#### [Point labeling data]
:::::

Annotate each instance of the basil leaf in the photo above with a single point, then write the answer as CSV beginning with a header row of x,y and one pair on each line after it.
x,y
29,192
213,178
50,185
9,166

:::::

#### [AIM OF THE TASK]
Update the data by replacing "basil leaf" with "mint leaf" and leaving everything else unchanged.

#### [EXPECTED OUTPUT]
Annotate each instance of the mint leaf in the photo above with a single point, then write the answer as CSV beginning with a header row of x,y and one pair on each line after it.
x,y
29,192
213,178
50,185
9,166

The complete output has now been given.